■ **Annotated coordinate records**:
________________________
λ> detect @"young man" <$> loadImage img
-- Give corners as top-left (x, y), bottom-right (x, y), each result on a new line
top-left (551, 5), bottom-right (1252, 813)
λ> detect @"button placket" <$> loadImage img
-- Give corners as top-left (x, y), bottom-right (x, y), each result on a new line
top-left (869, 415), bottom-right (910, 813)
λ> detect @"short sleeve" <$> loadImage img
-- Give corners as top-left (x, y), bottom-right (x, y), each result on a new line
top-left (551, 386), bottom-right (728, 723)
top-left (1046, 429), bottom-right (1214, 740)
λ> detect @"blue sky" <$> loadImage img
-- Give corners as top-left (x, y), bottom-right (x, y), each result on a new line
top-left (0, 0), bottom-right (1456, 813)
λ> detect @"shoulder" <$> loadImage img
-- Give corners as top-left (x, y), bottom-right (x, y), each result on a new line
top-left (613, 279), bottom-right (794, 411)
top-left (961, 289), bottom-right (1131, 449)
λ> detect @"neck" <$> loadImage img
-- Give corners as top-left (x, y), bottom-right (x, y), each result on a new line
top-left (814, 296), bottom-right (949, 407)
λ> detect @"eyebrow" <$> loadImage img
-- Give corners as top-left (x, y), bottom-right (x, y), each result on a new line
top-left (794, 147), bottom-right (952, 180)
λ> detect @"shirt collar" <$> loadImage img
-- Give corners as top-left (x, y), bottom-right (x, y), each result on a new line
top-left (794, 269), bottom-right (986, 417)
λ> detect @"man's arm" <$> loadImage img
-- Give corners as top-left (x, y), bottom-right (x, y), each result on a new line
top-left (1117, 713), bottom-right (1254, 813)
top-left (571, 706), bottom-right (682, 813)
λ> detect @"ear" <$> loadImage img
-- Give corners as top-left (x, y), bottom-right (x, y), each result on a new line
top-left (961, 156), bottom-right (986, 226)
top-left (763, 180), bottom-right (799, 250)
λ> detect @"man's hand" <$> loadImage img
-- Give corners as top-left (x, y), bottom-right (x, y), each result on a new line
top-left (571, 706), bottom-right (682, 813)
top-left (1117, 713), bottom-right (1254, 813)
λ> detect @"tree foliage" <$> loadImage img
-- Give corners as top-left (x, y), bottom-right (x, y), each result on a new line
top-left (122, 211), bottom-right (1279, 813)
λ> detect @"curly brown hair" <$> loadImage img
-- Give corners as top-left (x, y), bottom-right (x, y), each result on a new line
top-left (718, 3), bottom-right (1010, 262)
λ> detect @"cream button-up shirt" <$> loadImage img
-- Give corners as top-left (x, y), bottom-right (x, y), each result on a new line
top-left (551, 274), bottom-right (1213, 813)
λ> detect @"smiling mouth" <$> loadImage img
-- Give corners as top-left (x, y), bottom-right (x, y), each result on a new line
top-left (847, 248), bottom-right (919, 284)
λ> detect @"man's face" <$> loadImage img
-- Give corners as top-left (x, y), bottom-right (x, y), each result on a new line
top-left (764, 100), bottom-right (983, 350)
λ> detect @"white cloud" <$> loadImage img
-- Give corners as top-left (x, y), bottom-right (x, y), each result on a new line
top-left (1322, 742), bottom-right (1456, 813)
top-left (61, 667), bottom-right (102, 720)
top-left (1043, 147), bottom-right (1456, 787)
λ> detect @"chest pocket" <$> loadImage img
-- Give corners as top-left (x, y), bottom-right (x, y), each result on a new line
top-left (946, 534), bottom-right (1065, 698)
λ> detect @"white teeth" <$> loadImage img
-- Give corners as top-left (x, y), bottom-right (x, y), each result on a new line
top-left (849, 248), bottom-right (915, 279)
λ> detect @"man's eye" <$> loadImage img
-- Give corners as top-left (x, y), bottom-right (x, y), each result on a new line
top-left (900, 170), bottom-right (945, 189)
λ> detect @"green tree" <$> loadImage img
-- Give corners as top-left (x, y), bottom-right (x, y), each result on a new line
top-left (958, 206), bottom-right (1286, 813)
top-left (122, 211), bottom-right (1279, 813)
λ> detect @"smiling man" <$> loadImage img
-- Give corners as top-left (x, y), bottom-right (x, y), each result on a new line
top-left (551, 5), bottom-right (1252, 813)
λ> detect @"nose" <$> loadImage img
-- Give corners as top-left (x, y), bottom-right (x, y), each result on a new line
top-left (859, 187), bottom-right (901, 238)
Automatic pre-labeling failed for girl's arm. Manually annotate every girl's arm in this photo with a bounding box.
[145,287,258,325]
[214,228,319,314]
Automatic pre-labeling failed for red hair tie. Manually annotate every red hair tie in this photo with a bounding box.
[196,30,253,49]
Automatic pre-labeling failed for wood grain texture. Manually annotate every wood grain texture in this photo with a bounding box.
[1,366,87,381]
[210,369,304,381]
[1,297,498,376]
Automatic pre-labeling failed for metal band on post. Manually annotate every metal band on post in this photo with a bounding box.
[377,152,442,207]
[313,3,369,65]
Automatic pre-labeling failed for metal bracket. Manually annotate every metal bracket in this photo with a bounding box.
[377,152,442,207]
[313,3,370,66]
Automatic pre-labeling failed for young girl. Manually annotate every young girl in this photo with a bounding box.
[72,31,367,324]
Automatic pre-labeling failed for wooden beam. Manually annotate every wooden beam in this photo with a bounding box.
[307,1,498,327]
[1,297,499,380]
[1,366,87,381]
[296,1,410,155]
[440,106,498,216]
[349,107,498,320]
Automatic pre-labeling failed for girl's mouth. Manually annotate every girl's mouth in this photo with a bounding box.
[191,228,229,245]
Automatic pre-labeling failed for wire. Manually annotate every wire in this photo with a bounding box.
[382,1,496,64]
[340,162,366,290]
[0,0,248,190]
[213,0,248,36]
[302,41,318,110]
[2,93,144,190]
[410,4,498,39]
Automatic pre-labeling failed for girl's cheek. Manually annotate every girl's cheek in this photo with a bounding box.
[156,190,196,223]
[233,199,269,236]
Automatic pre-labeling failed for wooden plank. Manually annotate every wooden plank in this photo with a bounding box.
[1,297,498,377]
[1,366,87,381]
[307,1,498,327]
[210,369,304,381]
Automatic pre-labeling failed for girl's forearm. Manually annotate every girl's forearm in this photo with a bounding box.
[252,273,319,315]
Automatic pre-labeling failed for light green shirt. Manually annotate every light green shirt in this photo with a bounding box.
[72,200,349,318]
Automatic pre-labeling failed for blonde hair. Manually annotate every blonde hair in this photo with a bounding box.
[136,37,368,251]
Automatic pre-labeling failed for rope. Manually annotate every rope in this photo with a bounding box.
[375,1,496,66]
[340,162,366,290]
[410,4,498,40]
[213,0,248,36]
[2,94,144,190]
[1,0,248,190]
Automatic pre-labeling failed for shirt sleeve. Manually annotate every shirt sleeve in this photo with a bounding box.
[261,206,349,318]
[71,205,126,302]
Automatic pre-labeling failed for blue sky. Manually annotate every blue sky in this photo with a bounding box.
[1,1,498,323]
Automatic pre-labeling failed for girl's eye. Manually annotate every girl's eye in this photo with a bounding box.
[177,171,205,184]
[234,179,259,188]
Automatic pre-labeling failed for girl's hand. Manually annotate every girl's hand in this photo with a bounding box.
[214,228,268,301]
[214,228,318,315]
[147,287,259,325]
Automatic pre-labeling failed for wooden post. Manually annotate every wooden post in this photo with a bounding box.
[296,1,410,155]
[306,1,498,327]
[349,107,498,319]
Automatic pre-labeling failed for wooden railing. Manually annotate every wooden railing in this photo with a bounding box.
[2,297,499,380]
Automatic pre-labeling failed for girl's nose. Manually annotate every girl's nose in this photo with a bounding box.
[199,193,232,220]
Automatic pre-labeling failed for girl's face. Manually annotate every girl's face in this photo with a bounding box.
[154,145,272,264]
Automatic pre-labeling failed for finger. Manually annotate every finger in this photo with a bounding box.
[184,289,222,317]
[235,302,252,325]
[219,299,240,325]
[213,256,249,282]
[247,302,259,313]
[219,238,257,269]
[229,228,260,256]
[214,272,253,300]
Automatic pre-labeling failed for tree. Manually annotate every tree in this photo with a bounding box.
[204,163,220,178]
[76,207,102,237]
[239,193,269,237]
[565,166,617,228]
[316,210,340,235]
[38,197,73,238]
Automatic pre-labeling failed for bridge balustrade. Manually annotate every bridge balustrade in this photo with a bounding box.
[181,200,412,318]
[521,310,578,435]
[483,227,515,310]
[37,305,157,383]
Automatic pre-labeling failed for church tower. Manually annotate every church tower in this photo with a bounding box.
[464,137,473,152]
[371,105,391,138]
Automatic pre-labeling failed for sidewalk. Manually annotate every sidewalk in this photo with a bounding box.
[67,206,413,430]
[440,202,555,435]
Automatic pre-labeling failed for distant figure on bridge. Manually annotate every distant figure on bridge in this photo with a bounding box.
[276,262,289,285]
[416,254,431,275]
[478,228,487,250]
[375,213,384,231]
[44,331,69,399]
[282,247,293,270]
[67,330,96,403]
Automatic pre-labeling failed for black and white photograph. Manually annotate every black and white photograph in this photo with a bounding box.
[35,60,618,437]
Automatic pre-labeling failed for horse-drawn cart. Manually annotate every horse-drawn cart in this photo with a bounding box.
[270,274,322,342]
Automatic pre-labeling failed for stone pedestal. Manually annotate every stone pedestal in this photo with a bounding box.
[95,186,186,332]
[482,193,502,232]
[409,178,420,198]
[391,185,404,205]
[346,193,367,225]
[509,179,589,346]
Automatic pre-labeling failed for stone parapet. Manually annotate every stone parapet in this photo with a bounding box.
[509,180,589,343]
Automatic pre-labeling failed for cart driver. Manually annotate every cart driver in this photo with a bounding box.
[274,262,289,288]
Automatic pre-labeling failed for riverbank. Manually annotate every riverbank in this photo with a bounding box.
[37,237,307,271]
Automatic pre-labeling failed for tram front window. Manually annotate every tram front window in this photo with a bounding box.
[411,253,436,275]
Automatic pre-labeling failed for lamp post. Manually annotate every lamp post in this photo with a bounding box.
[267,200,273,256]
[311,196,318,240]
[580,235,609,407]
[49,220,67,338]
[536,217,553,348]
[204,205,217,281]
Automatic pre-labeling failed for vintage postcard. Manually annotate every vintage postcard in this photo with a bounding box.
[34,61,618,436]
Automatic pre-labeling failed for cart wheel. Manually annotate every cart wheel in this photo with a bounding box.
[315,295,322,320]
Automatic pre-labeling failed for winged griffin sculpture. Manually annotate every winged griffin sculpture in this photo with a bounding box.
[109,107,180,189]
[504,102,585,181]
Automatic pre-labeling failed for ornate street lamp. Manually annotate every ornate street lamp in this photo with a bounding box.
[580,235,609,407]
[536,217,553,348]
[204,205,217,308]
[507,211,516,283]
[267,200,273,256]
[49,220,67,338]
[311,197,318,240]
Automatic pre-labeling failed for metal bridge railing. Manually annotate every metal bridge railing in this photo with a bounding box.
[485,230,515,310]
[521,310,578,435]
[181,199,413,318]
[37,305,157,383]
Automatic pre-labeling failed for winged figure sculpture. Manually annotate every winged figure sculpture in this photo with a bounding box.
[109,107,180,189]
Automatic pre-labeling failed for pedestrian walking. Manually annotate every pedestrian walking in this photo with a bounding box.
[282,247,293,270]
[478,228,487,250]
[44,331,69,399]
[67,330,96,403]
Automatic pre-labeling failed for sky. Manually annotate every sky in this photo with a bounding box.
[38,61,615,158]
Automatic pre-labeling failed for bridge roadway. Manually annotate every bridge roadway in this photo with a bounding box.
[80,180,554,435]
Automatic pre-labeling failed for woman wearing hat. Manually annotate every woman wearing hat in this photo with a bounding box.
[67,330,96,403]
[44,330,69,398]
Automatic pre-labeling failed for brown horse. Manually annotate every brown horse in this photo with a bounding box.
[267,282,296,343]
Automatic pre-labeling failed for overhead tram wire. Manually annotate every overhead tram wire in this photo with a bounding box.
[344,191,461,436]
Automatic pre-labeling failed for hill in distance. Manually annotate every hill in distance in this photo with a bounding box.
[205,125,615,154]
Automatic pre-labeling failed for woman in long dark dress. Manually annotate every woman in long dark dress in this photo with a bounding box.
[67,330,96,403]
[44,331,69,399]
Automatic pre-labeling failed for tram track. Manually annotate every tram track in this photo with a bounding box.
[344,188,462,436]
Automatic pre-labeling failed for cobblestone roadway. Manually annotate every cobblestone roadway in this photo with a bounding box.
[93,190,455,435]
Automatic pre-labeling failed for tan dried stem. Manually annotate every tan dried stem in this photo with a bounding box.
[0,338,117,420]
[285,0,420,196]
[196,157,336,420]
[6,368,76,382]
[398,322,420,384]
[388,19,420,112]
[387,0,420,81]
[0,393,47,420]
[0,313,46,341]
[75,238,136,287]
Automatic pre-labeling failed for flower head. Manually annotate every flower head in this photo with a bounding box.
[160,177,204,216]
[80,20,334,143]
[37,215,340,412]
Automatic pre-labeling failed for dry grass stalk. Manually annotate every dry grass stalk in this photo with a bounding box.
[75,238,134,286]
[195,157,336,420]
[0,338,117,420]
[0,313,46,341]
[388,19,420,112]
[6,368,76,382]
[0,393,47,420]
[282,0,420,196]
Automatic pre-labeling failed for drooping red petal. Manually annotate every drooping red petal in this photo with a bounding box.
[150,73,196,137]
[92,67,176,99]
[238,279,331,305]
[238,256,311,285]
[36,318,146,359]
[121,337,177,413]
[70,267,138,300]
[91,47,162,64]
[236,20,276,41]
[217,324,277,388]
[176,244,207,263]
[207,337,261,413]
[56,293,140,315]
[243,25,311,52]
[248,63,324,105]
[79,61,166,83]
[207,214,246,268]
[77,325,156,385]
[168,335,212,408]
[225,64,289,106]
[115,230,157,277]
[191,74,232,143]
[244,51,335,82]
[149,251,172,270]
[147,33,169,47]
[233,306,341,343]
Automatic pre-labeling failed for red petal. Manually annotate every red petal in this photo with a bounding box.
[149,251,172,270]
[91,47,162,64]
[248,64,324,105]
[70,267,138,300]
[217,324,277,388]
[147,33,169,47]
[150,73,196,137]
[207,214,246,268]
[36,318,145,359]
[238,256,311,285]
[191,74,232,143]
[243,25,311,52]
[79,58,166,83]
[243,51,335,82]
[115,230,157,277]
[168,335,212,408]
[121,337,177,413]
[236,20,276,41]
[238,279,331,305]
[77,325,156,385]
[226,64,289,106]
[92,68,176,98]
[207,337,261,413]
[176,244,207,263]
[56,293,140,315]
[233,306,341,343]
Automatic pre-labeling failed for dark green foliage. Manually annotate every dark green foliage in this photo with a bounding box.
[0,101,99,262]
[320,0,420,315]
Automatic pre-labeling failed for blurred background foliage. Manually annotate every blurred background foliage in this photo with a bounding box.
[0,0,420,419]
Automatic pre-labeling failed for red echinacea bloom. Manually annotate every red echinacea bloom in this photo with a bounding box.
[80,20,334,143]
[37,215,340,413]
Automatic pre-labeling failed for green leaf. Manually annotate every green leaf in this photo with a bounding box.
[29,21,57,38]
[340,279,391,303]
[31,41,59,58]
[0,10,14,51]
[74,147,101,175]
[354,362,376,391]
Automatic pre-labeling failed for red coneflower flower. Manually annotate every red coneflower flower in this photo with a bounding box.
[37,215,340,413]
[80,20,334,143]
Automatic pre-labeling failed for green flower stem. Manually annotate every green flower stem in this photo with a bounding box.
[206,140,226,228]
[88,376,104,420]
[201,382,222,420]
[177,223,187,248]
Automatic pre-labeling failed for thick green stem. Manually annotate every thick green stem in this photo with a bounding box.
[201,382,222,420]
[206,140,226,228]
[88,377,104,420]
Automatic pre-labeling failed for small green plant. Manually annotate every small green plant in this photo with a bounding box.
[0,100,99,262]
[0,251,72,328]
________________________
■ **Exercise prompt**:
Convert everything from the start of the material down to the line containing "top-left (0, 0), bottom-right (1456, 813)" into a two-column CSV with the headers request and answer. Give one row per request, put each value in its own quoted field, and replace line breaks with spaces.

■ **Correct result**:
request,answer
"λ> detect @""young man"" <$> loadImage img -- Give corners as top-left (x, y), bottom-right (x, y), each result on a new line","top-left (551, 5), bottom-right (1252, 813)"
"λ> detect @""button placket"" <$> loadImage img -- Give corners as top-left (x, y), bottom-right (x, y), each result on a new line","top-left (869, 415), bottom-right (910, 813)"
"λ> detect @""short sleeve"" <$> loadImage img -- Give corners as top-left (x, y), bottom-right (x, y), each result on a new line","top-left (551, 386), bottom-right (728, 723) top-left (1046, 429), bottom-right (1214, 740)"
"λ> detect @""blue sky"" <$> loadImage img -- Give corners as top-left (x, y), bottom-right (x, y), each result on a new line","top-left (0, 0), bottom-right (1456, 813)"